───── Excerpted records
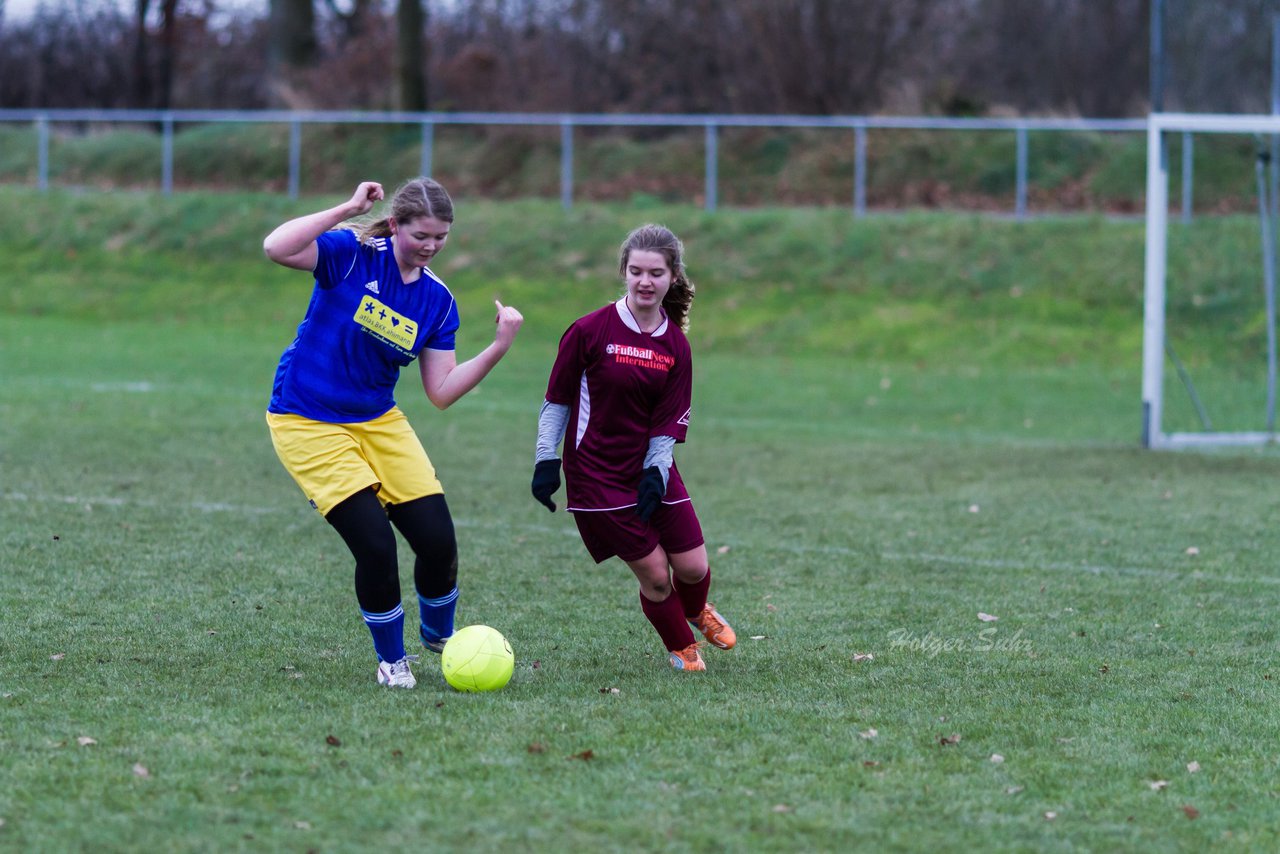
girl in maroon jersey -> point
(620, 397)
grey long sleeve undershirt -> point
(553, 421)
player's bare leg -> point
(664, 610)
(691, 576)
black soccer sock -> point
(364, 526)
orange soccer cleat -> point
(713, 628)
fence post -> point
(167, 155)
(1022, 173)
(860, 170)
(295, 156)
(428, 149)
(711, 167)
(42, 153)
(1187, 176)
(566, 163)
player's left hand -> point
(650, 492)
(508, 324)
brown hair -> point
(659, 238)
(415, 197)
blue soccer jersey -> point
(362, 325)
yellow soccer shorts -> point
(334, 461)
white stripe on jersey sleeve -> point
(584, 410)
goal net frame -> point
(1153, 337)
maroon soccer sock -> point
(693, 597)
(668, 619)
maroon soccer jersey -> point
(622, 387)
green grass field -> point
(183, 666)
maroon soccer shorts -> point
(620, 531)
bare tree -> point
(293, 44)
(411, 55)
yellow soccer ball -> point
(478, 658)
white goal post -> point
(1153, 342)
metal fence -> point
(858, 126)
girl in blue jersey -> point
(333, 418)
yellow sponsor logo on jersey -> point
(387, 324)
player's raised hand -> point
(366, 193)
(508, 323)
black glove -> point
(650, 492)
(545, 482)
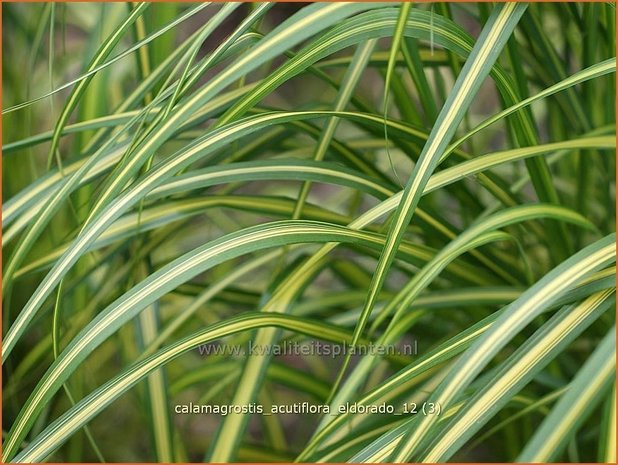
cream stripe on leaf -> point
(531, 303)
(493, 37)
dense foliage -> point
──────────
Task statement
Write the lines out exactly, beginning at the line that holds "green grass field -> point" and stopping after the last line of the entries; include no pictures.

Exercise answer
green grass field -> point
(183, 666)
maroon soccer shorts -> point
(620, 531)
bare tree -> point
(293, 44)
(411, 55)
yellow soccer ball -> point
(478, 658)
white goal post -> point
(1153, 342)
metal fence -> point
(858, 126)
girl in blue jersey -> point
(333, 418)
yellow sponsor logo on jersey -> point
(387, 324)
player's raised hand -> point
(366, 193)
(508, 323)
black glove -> point
(650, 492)
(545, 482)
cream stripe on leaf -> point
(531, 303)
(493, 37)
dense foliage -> point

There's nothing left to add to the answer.